INSTRUCTIONS TO FOLLOW: Reproduce every one of the records below verbatim, preserving each line without alteration.
═════ INPUT ═════
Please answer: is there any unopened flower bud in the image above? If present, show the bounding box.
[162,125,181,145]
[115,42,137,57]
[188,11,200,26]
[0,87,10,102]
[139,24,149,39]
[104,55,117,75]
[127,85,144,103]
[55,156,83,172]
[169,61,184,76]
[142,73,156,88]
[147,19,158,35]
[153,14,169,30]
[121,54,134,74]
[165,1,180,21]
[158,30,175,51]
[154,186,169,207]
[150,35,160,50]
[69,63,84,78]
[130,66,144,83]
═════
WRITTEN REPLY:
Please answer: is there any unopened flower bud in the image above? If present, show the bounding box.
[162,125,181,145]
[115,42,137,57]
[188,11,200,26]
[0,87,10,102]
[139,24,149,39]
[104,55,117,75]
[127,85,144,103]
[55,156,83,172]
[169,61,184,76]
[142,73,156,88]
[147,19,158,35]
[153,14,169,30]
[121,54,134,74]
[165,1,180,21]
[158,30,175,51]
[154,186,169,207]
[150,35,160,50]
[69,63,84,78]
[130,66,144,83]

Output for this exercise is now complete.